Given exercise: Will you quote only the lines starting at the one that contains "Give the mask of every instance of the bush." and ending with the last line of the listing below, inclusive?

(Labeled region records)
+ + + +

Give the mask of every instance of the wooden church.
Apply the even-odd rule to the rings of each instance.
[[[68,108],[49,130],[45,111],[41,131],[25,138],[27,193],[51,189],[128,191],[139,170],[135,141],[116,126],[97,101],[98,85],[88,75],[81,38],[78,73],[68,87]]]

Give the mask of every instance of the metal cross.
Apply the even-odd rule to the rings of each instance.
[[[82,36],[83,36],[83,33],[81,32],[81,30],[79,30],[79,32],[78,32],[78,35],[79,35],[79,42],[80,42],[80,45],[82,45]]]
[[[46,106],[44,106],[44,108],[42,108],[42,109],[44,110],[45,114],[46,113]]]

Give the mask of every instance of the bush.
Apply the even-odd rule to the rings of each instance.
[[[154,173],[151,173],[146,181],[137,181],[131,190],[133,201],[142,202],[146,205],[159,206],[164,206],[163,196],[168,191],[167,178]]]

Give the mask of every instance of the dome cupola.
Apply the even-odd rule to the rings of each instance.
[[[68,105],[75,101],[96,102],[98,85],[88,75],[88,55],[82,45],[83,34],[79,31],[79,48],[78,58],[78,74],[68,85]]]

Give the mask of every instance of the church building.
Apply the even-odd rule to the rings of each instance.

+ + + +

Final answer:
Give the mask of every instance of the bush.
Apply the even-odd rule to the rings of each instance.
[[[154,173],[151,173],[146,181],[137,181],[131,190],[133,201],[142,202],[146,205],[159,206],[164,206],[163,196],[168,191],[167,178]]]

Give the mask of every instance of the dome cupola.
Apply the even-odd rule to the rings of each instance.
[[[68,105],[75,101],[96,102],[98,85],[88,75],[88,55],[82,45],[83,34],[79,31],[79,48],[78,58],[78,74],[68,85]]]

Give the mask of every instance of the church building.
Apply the even-odd rule to the rings of each instance.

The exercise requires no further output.